Des BD pour un Noël chinois


Thèmes: L'Asie en BD

Asialyst, 15 décembre 2017

De la Chine ancienne à celle d’aujourd’hui en passant par le Tibet, quelques très beaux albums à offrir en cette période des fêtes.

Patrick de Jacquelot

Voici un véritable livre-objet assuré de faire son effet à l’heure des cadeaux : l’imposant coffret contenant la version en bande dessinée du Voyage vers l’Ouest*. Cet énorme roman (2500 pages dans La Pléiade !) a fait l’objet d’une splendide adaptation en BD contemporaine. Plusieurs dizaines de scénaristes et dessinateurs ont réalisé les 36 fascicules qui retracent l’odyssée du moine Tripitaka, chargé par le Bouddha d’aller en Inde chercher les textes sacrés qui permettront d’étendre l’influence du bouddhisme sur toute la Chine. Outre les 36 volumes, le coffret comprend un livret de présentation et une carte retraçant l’itinéraire du voyage.

Il fait partie de la série de quatre coffrets conçus sur le même principe par les Editions Fei, reprenant les quatre piliers de la littérature chinoise : Voyage vers l’ouest, donc, Au bord de l’eau, Les trois royaumes et Rêve dans le pavillon rouge (à noter qu’une autre classification des « quatre livres extraordinaires » remplace Rêve dans le pavillon rouge par Jing Ping Mei). Quatre romans fleuves écrits entre le XIVème et le XVIIIème siècles, qui ont jeté les bases de la littérature chinoise et demeurent immensément populaires aujourd’hui. Dans tous les cas, le principe d’adaptation est le même : utilisation du format traditionnel des BD chinoises, c’est-à-dire des fascicules petit format en noir et blanc, une image unique par page surmontant un court texte d’accompagnement, avec de rares phylactères. Cette forme de bande dessinée peut sembler peu familière aux amateurs occidentaux d’aujourd’hui mais les BD constituées de telles images légendées étaient encore très courantes en France dans les années 1950 ou 1960, en particulier justement pour les adaptations de grandes œuvres romanesques publiées dans les journaux.

Couverture d'un des livrets du coffret "Voyage vers l’Ouest"
(Copyright : Éditions Fei) 

Avec le Voyage vers l’Ouest, c’est à une vaste épopée qu’est invité le lecteur, celle du long et dangereux périple effectué par Tripitaka, un personnage historique ayant vécu au VIIème siècle. Son voyage bien réel est devenu dans le roman une fresque épique. Tripitaka est accompagné par des êtres fabuleux : le singe immortel Sun Wukong est doté de pouvoirs magiques, possède un bâton cerclé d’or capable de changer instantanément de dimensions, ce qui en fait une arme redoutable, et peut transformer un de ses cheveux en tout ce qu’il veut, être vivant ou objet ; Bajie est un cochon guerrier dont l’arme peu banale, un « râteau de guerre », fait des ravages ; Shaseng, le bonze des sables, est lui aussi un combattant émérite ; un effroyable dragon se transforme en cheval blanc pour servir de monture au moine…

Démons, monstres en tous genres, bandits grouillent tout au long du chemin de la petite troupe. Les combats, physiques et magiques, se succèdent, entrecoupés de haltes dans des monastères qui ne sont pas forcément moins dangereuses. Un épisode montre un saint moine qui accueille les voyageurs pour la nuit. Mais sa cupidité est tellement excitée par la vue d’un somptueux tissu transporté par Tripitaka qu’il n’hésite pas à essayer de faire brûler vifs pendant la nuit ses invités dans l’espoir de s’en emparer. Et il faut l’intervention magique de Wukong pour l’en empêcher.

### Consigne
Reproduisez à l'identique le passage de l'article sur les BD chinoises qui va de « Des BD pour » jusqu'à « l’itinéraire du voyage. » inclus.

### Données fournies
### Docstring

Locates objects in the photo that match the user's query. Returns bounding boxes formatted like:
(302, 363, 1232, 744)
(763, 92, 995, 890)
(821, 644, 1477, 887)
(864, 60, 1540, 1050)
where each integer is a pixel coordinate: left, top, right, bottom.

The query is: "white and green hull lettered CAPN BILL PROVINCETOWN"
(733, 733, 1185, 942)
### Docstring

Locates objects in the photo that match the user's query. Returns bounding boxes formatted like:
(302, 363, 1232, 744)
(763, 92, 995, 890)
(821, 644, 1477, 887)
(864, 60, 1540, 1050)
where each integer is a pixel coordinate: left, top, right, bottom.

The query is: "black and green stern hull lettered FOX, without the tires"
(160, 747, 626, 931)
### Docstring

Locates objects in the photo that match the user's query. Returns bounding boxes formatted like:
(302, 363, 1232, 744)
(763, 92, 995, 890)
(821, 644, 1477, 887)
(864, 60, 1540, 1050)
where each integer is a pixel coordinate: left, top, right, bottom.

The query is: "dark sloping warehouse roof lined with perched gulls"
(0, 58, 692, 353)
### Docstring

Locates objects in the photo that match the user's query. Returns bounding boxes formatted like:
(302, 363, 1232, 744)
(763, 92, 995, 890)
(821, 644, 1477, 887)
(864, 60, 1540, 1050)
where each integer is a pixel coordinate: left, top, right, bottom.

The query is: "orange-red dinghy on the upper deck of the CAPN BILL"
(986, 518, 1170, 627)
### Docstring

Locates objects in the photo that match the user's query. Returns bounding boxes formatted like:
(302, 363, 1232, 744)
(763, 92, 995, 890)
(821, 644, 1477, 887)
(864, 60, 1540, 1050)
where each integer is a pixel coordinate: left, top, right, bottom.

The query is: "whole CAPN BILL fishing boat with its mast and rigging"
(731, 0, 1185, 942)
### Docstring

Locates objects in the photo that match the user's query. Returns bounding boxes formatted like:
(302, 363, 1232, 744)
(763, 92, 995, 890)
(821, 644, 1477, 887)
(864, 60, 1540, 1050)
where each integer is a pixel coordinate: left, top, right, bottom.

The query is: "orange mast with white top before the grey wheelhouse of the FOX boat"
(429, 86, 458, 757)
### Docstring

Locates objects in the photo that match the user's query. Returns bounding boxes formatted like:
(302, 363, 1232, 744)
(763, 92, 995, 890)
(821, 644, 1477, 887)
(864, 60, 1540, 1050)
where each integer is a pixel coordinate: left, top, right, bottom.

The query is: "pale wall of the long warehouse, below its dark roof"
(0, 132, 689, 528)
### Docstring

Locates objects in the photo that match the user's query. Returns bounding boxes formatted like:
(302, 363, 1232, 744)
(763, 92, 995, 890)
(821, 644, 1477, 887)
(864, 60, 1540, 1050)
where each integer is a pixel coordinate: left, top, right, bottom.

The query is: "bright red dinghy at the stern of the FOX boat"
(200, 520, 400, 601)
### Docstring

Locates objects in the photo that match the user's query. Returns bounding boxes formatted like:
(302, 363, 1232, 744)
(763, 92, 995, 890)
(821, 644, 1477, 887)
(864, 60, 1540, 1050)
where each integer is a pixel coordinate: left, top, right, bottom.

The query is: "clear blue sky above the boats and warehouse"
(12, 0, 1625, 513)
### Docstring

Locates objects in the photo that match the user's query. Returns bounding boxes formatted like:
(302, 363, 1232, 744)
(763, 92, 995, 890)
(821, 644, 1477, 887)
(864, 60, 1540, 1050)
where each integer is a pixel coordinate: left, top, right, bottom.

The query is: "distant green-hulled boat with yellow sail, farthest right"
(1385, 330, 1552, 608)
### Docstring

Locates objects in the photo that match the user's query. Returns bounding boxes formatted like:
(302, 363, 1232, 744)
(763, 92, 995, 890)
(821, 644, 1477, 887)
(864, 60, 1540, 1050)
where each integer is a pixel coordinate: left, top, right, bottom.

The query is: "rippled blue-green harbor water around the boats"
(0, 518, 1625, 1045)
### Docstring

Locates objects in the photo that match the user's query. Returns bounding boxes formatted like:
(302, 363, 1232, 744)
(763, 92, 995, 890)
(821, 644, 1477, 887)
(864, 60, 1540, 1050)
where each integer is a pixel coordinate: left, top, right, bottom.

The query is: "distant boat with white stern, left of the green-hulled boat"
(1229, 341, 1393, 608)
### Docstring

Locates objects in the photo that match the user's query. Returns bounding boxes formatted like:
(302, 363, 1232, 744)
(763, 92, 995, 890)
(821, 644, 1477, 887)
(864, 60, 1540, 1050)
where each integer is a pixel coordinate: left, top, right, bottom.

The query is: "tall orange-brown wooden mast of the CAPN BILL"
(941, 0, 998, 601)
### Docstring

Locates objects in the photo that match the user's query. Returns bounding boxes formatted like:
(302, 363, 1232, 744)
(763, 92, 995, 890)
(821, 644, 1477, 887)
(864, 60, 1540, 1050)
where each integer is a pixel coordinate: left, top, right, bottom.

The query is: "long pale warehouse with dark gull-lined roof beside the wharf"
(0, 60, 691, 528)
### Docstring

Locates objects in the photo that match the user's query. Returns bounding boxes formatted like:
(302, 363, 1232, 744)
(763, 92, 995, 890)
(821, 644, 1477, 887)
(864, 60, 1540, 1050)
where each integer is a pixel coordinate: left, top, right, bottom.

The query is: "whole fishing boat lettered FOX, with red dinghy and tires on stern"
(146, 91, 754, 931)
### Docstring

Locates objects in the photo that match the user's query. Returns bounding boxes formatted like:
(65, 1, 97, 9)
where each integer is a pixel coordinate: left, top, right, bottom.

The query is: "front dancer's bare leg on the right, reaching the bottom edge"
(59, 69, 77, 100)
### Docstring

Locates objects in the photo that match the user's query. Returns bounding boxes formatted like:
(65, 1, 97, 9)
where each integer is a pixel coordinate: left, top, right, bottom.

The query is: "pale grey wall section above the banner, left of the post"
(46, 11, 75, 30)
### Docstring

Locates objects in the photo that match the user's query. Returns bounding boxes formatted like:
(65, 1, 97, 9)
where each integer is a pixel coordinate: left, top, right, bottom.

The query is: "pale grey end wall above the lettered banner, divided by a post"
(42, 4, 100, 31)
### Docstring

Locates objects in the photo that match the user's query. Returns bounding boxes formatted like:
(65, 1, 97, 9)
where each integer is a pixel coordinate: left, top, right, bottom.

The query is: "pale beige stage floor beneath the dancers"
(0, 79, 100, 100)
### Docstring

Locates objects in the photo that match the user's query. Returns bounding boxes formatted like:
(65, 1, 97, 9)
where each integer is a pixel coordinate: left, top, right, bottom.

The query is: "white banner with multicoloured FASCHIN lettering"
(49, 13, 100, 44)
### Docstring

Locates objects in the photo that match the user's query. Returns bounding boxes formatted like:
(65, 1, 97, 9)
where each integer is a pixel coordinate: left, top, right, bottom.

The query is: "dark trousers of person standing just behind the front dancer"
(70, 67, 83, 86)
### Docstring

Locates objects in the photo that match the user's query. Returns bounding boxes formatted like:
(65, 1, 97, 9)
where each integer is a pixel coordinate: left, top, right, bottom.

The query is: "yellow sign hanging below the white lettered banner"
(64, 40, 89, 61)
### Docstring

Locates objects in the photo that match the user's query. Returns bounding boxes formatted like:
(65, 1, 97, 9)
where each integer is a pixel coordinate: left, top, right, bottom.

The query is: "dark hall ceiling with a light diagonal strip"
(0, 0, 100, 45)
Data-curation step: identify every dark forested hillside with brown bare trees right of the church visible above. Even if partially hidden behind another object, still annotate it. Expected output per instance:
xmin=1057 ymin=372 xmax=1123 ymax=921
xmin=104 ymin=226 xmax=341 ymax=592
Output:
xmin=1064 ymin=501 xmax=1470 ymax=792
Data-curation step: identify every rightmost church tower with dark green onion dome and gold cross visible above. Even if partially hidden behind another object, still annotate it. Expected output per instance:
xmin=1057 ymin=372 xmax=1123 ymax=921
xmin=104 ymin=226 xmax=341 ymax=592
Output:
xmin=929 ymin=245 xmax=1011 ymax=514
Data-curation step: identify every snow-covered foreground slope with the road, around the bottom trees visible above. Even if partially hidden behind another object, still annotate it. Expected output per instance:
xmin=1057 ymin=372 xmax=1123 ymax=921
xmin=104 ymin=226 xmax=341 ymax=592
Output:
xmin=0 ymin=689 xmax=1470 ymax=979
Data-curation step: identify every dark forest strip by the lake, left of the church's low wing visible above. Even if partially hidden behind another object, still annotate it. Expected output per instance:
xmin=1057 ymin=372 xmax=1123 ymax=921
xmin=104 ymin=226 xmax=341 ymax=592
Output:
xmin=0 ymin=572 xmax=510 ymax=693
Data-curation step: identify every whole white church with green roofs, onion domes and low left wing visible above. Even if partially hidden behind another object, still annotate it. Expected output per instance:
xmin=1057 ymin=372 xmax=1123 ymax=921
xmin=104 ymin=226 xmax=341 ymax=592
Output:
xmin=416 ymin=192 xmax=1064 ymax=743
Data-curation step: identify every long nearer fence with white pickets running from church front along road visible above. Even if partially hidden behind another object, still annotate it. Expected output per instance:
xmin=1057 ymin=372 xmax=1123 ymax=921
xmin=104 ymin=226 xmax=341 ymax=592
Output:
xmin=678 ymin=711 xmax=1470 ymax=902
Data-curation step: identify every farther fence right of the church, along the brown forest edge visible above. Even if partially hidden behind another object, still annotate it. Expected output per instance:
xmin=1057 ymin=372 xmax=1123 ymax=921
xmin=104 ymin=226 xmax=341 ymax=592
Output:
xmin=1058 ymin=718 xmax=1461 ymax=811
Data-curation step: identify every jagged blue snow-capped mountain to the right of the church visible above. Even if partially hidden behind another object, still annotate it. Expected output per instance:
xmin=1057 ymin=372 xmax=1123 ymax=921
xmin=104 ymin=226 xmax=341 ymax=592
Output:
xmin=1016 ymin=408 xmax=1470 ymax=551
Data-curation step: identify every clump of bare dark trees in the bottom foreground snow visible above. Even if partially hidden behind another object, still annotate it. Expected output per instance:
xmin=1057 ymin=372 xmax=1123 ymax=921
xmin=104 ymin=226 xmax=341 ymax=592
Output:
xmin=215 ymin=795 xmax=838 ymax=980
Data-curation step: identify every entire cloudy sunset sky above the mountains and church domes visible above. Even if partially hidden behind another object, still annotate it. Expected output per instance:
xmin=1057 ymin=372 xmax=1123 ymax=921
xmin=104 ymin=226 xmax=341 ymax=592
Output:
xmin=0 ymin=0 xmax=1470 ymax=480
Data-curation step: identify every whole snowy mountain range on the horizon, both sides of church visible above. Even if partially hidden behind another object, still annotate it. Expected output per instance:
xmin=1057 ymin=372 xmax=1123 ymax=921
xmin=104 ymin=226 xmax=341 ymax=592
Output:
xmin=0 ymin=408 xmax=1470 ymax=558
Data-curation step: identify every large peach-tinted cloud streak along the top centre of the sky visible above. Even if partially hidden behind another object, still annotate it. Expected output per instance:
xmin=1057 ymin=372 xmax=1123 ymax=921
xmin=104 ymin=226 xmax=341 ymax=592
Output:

### Réponse
Des BD pour un Noël chinois


Thèmes: L'Asie en BD

Asialyst, 15 décembre 2017

De la Chine ancienne à celle d’aujourd’hui en passant par le Tibet, quelques très beaux albums à offrir en cette période des fêtes.

Patrick de Jacquelot

Voici un véritable livre-objet assuré de faire son effet à l’heure des cadeaux : l’imposant coffret contenant la version en bande dessinée du Voyage vers l’Ouest*. Cet énorme roman (2500 pages dans La Pléiade !) a fait l’objet d’une splendide adaptation en BD contemporaine. Plusieurs dizaines de scénaristes et dessinateurs ont réalisé les 36 fascicules qui retracent l’odyssée du moine Tripitaka, chargé par le Bouddha d’aller en Inde chercher les textes sacrés qui permettront d’étendre l’influence du bouddhisme sur toute la Chine. Outre les 36 volumes, le coffret comprend un livret de présentation et une carte retraçant l’itinéraire du voyage.